# [Given passage]

************

A JURY has begun deliberating in the trial of a man accused of taking part in the killing of 42-year-old John-Paul Johnson at a halfway house in Mansfield last October.
After the case was summed up this morning (Thursday - day eight of the trial), Judge Michael Stokes sent out the Nottingham Crown Court jury to begin discussions after hearing all the evidence.
Two men, Carl Green (25) and Christopher Buckland (30), have already admitted the murder of Mr Johnson but tenant Daniel Bastable (20) denies the charge.
It is alleged that Bastable, who was a fellow resident at the halfway house for vulnerable people on Chesterfield Road South, stamped on Mr Johnson after he had already been attacked by Green and Buckland.
Before the jury retired, both the defence and prosecution cases were summed up by Stuart Rafferty QC and Tim Spencer QC who was defending Bastable.
Mr Spencer told the jury yesterday that they should approach a verdict in a ‘cold, clinical and dispassionate way’ and that, although many accusations could be thrown at Bastable, he was not a murderer.
“Green and Buckland are trying to shift the blame to have their own sentences reduced, they are flawed sources, you must have grave concerns, they are trying to shirk responsibility,” he told the jury.
“There is absolutely no support whatsoever from the scientific evidence for what is said about Danny Bastable stamping.”
Mr Spencer said that the defendant had lied out of fear and he had been intimidated by older men in the house they shared.

************

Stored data
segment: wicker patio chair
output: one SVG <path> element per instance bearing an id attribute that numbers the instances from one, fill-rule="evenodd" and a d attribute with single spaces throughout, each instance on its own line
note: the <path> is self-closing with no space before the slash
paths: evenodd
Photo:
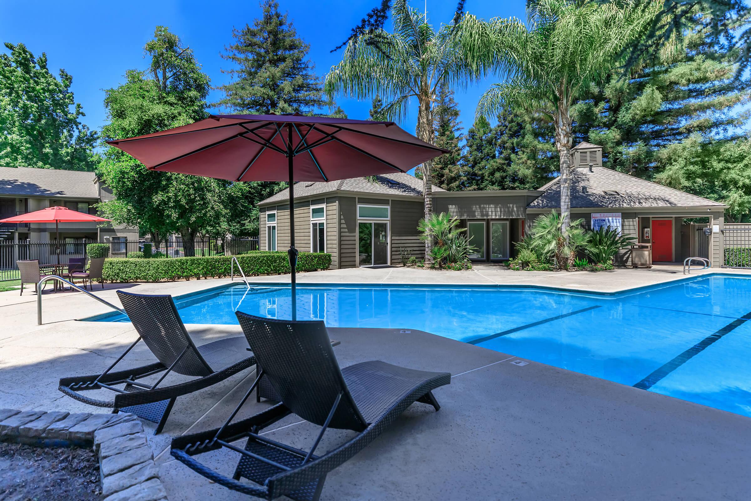
<path id="1" fill-rule="evenodd" d="M 104 258 L 92 258 L 89 263 L 89 271 L 74 271 L 71 273 L 71 281 L 83 280 L 83 288 L 86 287 L 86 282 L 89 282 L 89 288 L 94 290 L 94 280 L 101 279 L 101 272 L 104 267 Z M 104 281 L 101 280 L 101 288 L 104 288 Z"/>
<path id="2" fill-rule="evenodd" d="M 196 346 L 177 314 L 172 296 L 122 291 L 118 291 L 117 295 L 138 331 L 138 339 L 101 374 L 60 379 L 59 389 L 66 395 L 92 406 L 111 408 L 113 412 L 133 412 L 158 423 L 154 432 L 156 435 L 164 428 L 178 397 L 218 383 L 255 365 L 255 358 L 248 351 L 248 342 L 242 336 Z M 110 372 L 141 340 L 159 361 Z M 159 384 L 173 372 L 196 379 L 160 388 Z M 138 381 L 159 373 L 164 374 L 152 385 Z M 116 388 L 119 385 L 124 387 Z M 111 391 L 114 399 L 96 400 L 80 393 L 98 389 Z"/>
<path id="3" fill-rule="evenodd" d="M 46 276 L 52 275 L 44 275 L 39 271 L 38 259 L 24 259 L 16 261 L 18 265 L 18 270 L 21 273 L 21 294 L 23 295 L 23 284 L 33 283 L 34 291 L 39 294 L 37 289 L 39 288 L 39 281 Z M 47 282 L 42 286 L 42 291 L 47 287 Z"/>
<path id="4" fill-rule="evenodd" d="M 262 369 L 222 427 L 176 437 L 171 448 L 176 459 L 234 490 L 267 499 L 283 495 L 295 501 L 316 501 L 329 472 L 372 442 L 413 403 L 428 403 L 439 410 L 432 391 L 451 382 L 448 373 L 415 370 L 380 361 L 340 370 L 323 321 L 237 315 Z M 268 379 L 282 402 L 231 424 L 261 377 Z M 310 451 L 259 435 L 293 413 L 321 427 Z M 322 455 L 314 455 L 327 428 L 357 434 Z M 233 445 L 244 438 L 244 448 Z M 222 447 L 240 454 L 231 478 L 193 457 Z M 241 482 L 241 478 L 251 481 Z"/>

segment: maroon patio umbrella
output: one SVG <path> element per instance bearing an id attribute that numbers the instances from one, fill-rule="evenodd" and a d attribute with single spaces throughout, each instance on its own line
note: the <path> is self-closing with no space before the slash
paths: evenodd
<path id="1" fill-rule="evenodd" d="M 0 219 L 0 222 L 53 222 L 55 223 L 55 233 L 57 234 L 57 240 L 55 243 L 55 253 L 57 254 L 57 264 L 60 264 L 60 229 L 58 223 L 60 222 L 104 222 L 112 221 L 106 219 L 98 216 L 92 216 L 86 213 L 80 213 L 73 209 L 63 207 L 47 207 L 40 210 L 35 210 L 33 213 L 26 213 L 19 216 Z"/>
<path id="2" fill-rule="evenodd" d="M 406 172 L 446 152 L 393 122 L 299 114 L 212 115 L 188 125 L 108 143 L 153 171 L 231 181 L 288 181 L 293 319 L 297 261 L 294 182 Z"/>

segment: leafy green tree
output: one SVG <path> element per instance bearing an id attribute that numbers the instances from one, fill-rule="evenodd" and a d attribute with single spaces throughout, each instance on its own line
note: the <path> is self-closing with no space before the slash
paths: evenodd
<path id="1" fill-rule="evenodd" d="M 164 26 L 157 26 L 146 44 L 148 71 L 130 70 L 125 82 L 105 91 L 110 123 L 104 140 L 123 139 L 177 127 L 205 118 L 209 78 L 192 50 Z M 155 243 L 179 233 L 186 255 L 193 240 L 216 234 L 226 221 L 226 183 L 207 177 L 149 171 L 140 162 L 113 146 L 107 147 L 99 175 L 116 199 L 100 204 L 117 224 L 138 226 Z"/>
<path id="2" fill-rule="evenodd" d="M 630 1 L 533 0 L 526 23 L 515 18 L 487 23 L 470 15 L 462 21 L 463 52 L 470 64 L 493 68 L 505 80 L 482 96 L 478 113 L 523 110 L 554 126 L 564 229 L 570 222 L 572 107 L 583 89 L 621 64 L 624 50 L 649 29 L 659 9 L 658 2 L 638 8 Z"/>
<path id="3" fill-rule="evenodd" d="M 0 54 L 0 165 L 93 171 L 97 133 L 80 119 L 73 77 L 59 80 L 47 68 L 47 54 L 35 57 L 23 44 L 5 44 Z"/>
<path id="4" fill-rule="evenodd" d="M 326 76 L 325 89 L 330 95 L 358 99 L 381 96 L 386 101 L 382 115 L 387 119 L 403 118 L 415 98 L 417 136 L 433 143 L 433 107 L 439 88 L 466 85 L 478 70 L 463 53 L 460 30 L 443 26 L 436 32 L 406 0 L 394 0 L 391 17 L 393 33 L 374 28 L 349 40 L 341 62 Z M 427 218 L 433 211 L 433 161 L 420 170 Z M 430 240 L 426 240 L 426 256 L 431 255 L 431 245 Z"/>
<path id="5" fill-rule="evenodd" d="M 216 87 L 225 97 L 214 105 L 259 114 L 311 114 L 332 106 L 307 59 L 310 46 L 288 14 L 279 12 L 276 0 L 264 0 L 261 7 L 263 15 L 252 26 L 233 30 L 235 42 L 222 56 L 234 66 L 222 70 L 232 81 Z"/>
<path id="6" fill-rule="evenodd" d="M 655 65 L 635 69 L 629 78 L 619 71 L 584 93 L 572 107 L 575 134 L 602 145 L 608 167 L 647 179 L 659 174 L 677 143 L 696 134 L 707 141 L 742 138 L 751 80 L 734 77 L 737 56 L 695 23 Z"/>
<path id="7" fill-rule="evenodd" d="M 461 122 L 459 121 L 459 107 L 454 100 L 454 91 L 442 85 L 433 108 L 436 134 L 436 146 L 448 149 L 433 161 L 433 184 L 448 191 L 460 190 L 464 186 L 462 173 Z"/>

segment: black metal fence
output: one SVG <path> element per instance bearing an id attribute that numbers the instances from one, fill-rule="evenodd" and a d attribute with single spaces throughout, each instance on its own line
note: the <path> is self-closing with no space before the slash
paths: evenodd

************

# [Assignment]
Write the next part of the report on the Mansfield murder trial, picking up after its final sentence.

# [Response to the task]
“He was 19, I am not parading this as a defence but the point is that this is is not a mature, dominant person, this is a baby if you like, a boy amongst men. It fits with him cowering on the bed,” added Mr Spencer.
“The prosecution cannot salvage a murder prosecution simply because of lies - lies by themselves cannot make a case, innocent people lie through fear to protect others.
“You may want to censor him on a moral level but that doesn’t amount to murder.”
Mr Rafferty told the jury that the attack was ‘savage, prolonged, merciless and unjustified’.
He said that when Bastable told tenant Brian Hurst to keep quiet about the attack the next morning, it was an admission of guilt.
Summing up the case today, Judge Stokes reminded the jury that Mr Johnson had died from multiple fractures to his chest which had damaged his spleen, heart, liver and lungs.
“Carl Green and Christopher Buckland may think they have something to gain in giving evidence, bare that in mind, but that does not mean they are incapable of telling the truth,” said Judge Stokes.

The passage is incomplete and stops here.